▶ Information supplied
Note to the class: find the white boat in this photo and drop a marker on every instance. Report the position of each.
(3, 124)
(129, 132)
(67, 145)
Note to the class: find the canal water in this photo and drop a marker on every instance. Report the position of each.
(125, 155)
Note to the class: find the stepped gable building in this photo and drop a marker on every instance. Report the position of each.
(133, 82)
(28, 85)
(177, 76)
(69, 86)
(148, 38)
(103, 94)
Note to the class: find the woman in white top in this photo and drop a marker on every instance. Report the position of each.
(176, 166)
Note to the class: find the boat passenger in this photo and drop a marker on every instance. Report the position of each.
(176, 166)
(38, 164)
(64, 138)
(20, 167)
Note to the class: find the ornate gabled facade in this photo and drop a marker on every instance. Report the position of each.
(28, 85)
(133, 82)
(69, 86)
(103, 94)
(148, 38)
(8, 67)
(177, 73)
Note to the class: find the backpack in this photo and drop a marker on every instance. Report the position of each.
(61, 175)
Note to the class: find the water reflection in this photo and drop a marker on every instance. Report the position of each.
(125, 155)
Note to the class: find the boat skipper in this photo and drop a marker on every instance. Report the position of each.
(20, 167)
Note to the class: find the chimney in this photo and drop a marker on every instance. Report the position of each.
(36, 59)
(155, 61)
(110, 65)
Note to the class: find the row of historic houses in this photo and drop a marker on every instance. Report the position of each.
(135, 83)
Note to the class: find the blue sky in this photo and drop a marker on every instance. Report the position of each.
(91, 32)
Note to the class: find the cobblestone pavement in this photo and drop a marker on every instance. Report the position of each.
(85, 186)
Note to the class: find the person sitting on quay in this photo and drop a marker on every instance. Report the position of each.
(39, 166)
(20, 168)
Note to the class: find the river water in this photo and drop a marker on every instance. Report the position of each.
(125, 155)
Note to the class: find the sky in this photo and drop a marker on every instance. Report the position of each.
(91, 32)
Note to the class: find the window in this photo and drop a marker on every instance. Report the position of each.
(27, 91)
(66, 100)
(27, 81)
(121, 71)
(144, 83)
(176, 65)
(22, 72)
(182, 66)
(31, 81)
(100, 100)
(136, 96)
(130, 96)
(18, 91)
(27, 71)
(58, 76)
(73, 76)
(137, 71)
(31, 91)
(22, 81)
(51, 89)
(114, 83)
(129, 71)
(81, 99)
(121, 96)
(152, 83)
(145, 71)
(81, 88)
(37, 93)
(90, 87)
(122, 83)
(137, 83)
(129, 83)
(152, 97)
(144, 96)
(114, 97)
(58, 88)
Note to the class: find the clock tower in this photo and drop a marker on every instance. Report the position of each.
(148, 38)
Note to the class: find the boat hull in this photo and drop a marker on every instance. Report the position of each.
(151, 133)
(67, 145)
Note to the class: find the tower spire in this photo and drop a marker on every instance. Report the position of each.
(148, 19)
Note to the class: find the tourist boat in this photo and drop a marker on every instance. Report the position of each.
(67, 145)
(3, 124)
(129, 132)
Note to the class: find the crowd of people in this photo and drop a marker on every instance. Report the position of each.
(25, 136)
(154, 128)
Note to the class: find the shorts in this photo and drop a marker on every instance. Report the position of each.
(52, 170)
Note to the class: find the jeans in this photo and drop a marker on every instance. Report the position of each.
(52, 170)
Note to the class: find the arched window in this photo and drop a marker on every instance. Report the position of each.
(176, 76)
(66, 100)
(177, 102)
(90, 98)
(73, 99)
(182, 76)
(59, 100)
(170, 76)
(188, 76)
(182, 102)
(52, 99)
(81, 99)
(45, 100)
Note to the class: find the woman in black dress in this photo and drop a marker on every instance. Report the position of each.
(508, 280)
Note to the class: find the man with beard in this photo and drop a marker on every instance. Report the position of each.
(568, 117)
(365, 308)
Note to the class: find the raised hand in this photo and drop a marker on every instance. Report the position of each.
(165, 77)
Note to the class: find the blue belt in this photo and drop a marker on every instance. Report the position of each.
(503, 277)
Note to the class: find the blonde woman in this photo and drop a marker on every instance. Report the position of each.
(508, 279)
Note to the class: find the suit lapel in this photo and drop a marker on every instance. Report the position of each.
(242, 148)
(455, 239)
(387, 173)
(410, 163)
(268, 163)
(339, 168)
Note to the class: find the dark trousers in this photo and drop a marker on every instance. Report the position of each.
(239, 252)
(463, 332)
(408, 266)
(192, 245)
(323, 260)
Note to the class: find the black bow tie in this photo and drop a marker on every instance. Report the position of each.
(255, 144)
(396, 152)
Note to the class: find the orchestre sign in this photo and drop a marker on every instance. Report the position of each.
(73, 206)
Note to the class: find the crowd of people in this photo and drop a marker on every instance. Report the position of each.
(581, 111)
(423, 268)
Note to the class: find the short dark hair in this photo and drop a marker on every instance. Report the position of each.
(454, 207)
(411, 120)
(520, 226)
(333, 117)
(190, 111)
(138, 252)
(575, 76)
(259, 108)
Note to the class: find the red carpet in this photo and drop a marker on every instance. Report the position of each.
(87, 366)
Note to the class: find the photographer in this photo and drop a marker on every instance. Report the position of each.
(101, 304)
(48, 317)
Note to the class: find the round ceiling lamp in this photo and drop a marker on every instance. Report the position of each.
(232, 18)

▶ Problem requirements
A reply that repeats all the data exactly is required.

▶ Solution to this problem
Note to the class: find the white boat in this photo and drop a marker on every instance. Report the position of each.
(3, 124)
(129, 132)
(67, 145)
Note to the class: find the canal water in this photo and drop a marker on every instance. Report the position of each.
(125, 155)
Note to the class: find the stepped gable building in this photo and drop a marker on every instance. Report the position of each.
(133, 82)
(28, 85)
(177, 76)
(69, 86)
(148, 38)
(103, 94)
Note to the class: find the woman in white top in this photo and drop a marker on every instance. Report the position of each.
(176, 166)
Note to the class: find the boat passenger in this photo and drop a marker on every instance. Report the position of each.
(176, 166)
(38, 164)
(64, 138)
(20, 167)
Note to the class: find the ornate gabled facade in this photo and drop a marker on every instance. Report the position of each.
(28, 85)
(133, 82)
(69, 86)
(103, 94)
(148, 38)
(8, 67)
(177, 73)
Note to the class: find the backpack in this photo and drop a marker on every instance. Report the position of each.
(61, 175)
Note to the class: find the water reflection in this photo and drop a marker on every instance. Report the position of each.
(125, 155)
Note to the class: find the boat skipper in this photo and drop a marker on every instance. Report the position of each.
(20, 167)
Note to the class: find the chimney in this photo and drop a marker on every instance. Report the position of each.
(36, 59)
(155, 61)
(110, 65)
Note to the class: find the row of historic houses in this photo and drop a marker on every instance. Report the position of each.
(135, 83)
Note to the class: find the blue sky in this photo and drop a marker on every instance. Report the position of each.
(91, 32)
Note to the class: find the cobblestone pavement in this photo and drop a marker on every instance. Report the position of each.
(85, 186)
Note to the class: find the person sitting on quay in this photo and drop a marker on every instance. Report the position of each.
(39, 166)
(20, 168)
Note to the class: find the river water in this photo and drop a marker on every instance. Report the position of each.
(125, 155)
Note to the class: find the sky in this photo and drop a marker on every instance. Report the position of each.
(91, 32)
Note to the class: find the window in this photo and drop a marker on every instance. Report the position of each.
(27, 91)
(66, 100)
(27, 81)
(121, 71)
(144, 83)
(176, 65)
(22, 72)
(182, 66)
(31, 81)
(100, 100)
(136, 96)
(130, 96)
(18, 91)
(27, 71)
(58, 76)
(73, 76)
(137, 71)
(31, 91)
(22, 81)
(51, 89)
(114, 83)
(129, 71)
(81, 99)
(121, 96)
(152, 83)
(145, 71)
(81, 88)
(37, 93)
(90, 87)
(122, 83)
(137, 83)
(129, 83)
(152, 97)
(144, 96)
(114, 97)
(58, 88)
Note to the class: find the clock tower in this photo and drop a marker on every instance. Report the position of each.
(148, 38)
Note to the class: find the boat hull in this photo and drop a marker on every instance. Report the position of each.
(151, 133)
(67, 145)
Note to the class: find the tower spire in this photo and drop a marker on every instance. Report the position of each.
(148, 19)
Note to the class: find the tourist boat in this photo and drop a marker on every instance. Report the position of each.
(67, 145)
(3, 124)
(129, 132)
Note to the class: find the crowd of people in this photo and drop a marker on every instance. Report the position of each.
(25, 136)
(154, 128)
Note to the class: find the shorts in this photo and drop a marker on every instance. Report the position of each.
(52, 170)
Note to the class: find the jeans in this photo and drop a marker on every instance. Report the position of each.
(52, 170)
Note to the class: find the arched window in this photo and drop a marker on every instance. Report the position of each.
(176, 76)
(66, 100)
(177, 102)
(90, 98)
(73, 99)
(182, 76)
(59, 100)
(170, 76)
(188, 76)
(182, 102)
(52, 99)
(81, 99)
(45, 100)
Note to the class: find the woman in black dress in this photo and drop a marker on every instance. Report the position of each.
(508, 280)
Note to the class: find the man with beard in this photo and drop a marker on every instance. Report the position of each.
(568, 117)
(365, 308)
Note to the class: find the raised hand in this photo and drop a marker on every instance. Report the position of each.
(165, 77)
Note to the class: find the blue belt in this photo and drop a marker on every instance. Report the position of each.
(503, 277)
Note to the class: find the blonde woman in this photo and drop a marker on every instance. Report the position of each.
(508, 279)
Note to the class: find the suit lapel in this photo and drop a marker on every instance. Report the position of each.
(242, 148)
(455, 239)
(387, 173)
(410, 163)
(268, 163)
(339, 168)
Note to the class: find the dark trousers in this photo and drop a marker on every instance. Report the position of each.
(239, 252)
(463, 332)
(408, 266)
(192, 245)
(323, 260)
Note to the class: find the black bow tie in this photo and drop a marker on every instance. Report the position of each.
(255, 144)
(396, 152)
Note to the class: find the orchestre sign in this photo and drop a marker on every instance. Report the position of each.
(73, 206)
Note to the class: find the crowd of people in this photo and drop a marker on every instance. Report the position of each.
(581, 111)
(423, 268)
Note to the class: find the short dark hair in this photo and drop a marker on every instance. Report the position of each.
(454, 207)
(411, 120)
(520, 226)
(333, 117)
(190, 111)
(138, 252)
(575, 76)
(259, 108)
Note to the class: find the red carpet in this photo and drop a marker on every instance. Report the position of each.
(87, 366)
Note to the class: find the photographer in this photo and drop a marker on every instance. Report the position of each.
(101, 304)
(48, 317)
Note to the class: find the round ceiling lamp in this photo and drop a marker on every instance. Report the position of each.
(232, 18)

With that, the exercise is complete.